*** Opening of RECORD EXCERPTS ***

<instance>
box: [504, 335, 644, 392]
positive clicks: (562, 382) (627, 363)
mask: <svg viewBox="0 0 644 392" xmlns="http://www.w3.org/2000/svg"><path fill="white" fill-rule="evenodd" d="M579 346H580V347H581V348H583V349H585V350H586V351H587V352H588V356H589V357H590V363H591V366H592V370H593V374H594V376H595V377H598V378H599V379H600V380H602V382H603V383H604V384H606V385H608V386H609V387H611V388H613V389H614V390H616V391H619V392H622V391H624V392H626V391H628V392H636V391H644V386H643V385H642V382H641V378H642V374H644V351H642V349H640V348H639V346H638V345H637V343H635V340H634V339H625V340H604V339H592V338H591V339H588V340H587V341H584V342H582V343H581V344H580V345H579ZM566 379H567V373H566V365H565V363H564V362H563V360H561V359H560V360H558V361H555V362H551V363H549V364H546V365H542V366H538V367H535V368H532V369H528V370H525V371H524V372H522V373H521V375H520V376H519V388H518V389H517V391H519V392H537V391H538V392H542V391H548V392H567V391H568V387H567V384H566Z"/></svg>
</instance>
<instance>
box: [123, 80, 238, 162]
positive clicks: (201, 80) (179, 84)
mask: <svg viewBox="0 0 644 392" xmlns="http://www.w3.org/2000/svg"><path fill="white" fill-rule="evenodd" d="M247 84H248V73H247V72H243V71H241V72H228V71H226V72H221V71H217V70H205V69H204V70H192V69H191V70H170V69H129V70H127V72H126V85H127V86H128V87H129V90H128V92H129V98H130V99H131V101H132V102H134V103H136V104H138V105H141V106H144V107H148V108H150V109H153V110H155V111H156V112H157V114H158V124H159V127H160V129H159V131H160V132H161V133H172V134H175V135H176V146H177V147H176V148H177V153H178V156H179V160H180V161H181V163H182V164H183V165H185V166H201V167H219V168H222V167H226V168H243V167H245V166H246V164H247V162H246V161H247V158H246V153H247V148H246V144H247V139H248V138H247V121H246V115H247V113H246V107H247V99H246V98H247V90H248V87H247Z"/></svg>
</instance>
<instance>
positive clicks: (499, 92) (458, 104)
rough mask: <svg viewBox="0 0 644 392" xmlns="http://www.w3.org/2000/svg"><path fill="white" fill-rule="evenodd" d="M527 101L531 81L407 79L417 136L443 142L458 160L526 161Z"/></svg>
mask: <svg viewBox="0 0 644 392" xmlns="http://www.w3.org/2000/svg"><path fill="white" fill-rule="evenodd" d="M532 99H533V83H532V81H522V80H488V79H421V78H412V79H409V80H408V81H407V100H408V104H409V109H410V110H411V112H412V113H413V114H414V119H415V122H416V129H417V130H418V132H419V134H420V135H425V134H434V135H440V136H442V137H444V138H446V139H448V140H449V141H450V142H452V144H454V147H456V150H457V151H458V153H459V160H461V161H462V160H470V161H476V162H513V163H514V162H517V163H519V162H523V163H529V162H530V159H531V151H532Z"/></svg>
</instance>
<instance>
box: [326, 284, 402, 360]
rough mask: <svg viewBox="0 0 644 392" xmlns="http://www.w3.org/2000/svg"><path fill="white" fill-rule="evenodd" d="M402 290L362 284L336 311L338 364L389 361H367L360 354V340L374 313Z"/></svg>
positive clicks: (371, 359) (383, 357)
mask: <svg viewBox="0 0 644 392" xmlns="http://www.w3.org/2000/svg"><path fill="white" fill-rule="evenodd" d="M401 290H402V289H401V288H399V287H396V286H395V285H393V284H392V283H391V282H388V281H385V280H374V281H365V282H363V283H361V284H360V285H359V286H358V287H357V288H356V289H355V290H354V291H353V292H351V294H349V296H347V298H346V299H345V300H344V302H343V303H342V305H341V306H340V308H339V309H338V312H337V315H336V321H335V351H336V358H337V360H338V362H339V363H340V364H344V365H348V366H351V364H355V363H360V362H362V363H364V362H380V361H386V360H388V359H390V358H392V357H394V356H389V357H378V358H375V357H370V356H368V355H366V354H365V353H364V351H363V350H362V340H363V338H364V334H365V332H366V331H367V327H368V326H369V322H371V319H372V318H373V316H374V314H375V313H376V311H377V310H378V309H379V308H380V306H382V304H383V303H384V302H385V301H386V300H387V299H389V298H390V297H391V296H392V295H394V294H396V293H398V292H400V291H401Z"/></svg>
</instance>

*** Close of RECORD EXCERPTS ***
*** Opening of RECORD EXCERPTS ***

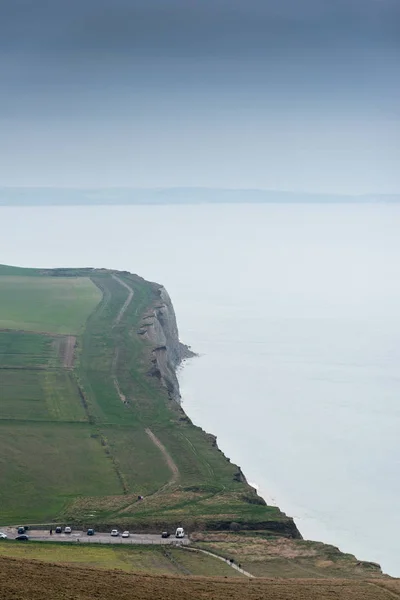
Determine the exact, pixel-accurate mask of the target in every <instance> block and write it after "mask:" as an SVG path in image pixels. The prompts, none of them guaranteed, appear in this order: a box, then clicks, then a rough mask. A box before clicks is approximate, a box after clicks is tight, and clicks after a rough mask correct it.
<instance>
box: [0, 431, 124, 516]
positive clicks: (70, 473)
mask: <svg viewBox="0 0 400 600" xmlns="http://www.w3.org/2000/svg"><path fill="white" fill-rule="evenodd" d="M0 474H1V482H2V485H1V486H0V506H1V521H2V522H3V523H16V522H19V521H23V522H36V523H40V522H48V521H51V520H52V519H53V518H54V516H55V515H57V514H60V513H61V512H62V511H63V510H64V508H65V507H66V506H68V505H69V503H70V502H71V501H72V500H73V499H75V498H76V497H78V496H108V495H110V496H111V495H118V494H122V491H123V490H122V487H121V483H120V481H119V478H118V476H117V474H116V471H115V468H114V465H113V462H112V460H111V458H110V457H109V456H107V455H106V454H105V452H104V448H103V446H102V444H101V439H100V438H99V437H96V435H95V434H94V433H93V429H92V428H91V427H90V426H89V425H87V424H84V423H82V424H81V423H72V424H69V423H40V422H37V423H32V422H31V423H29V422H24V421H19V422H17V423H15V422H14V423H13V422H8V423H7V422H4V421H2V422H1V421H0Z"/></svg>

*** Close of RECORD EXCERPTS ***

**TASK REQUIREMENTS:**
Display each line of the records above that contains the string "clicks".

**OUTPUT BELOW:**
positive clicks: (562, 382) (627, 363)
positive clicks: (201, 80) (179, 84)
positive clicks: (499, 92) (458, 104)
positive clicks: (371, 359) (383, 357)
Determine the exact, pixel-accurate mask of the target in every <instance> block and write it after "mask:" as an SVG path in image pixels. The prompts, none of them guaranteed, appear in this order: a box, then clicks, then a rough mask. A box before clicks is approximate, a box after clicks is tight, and clicks after a rough mask correct it.
positive clicks: (70, 473)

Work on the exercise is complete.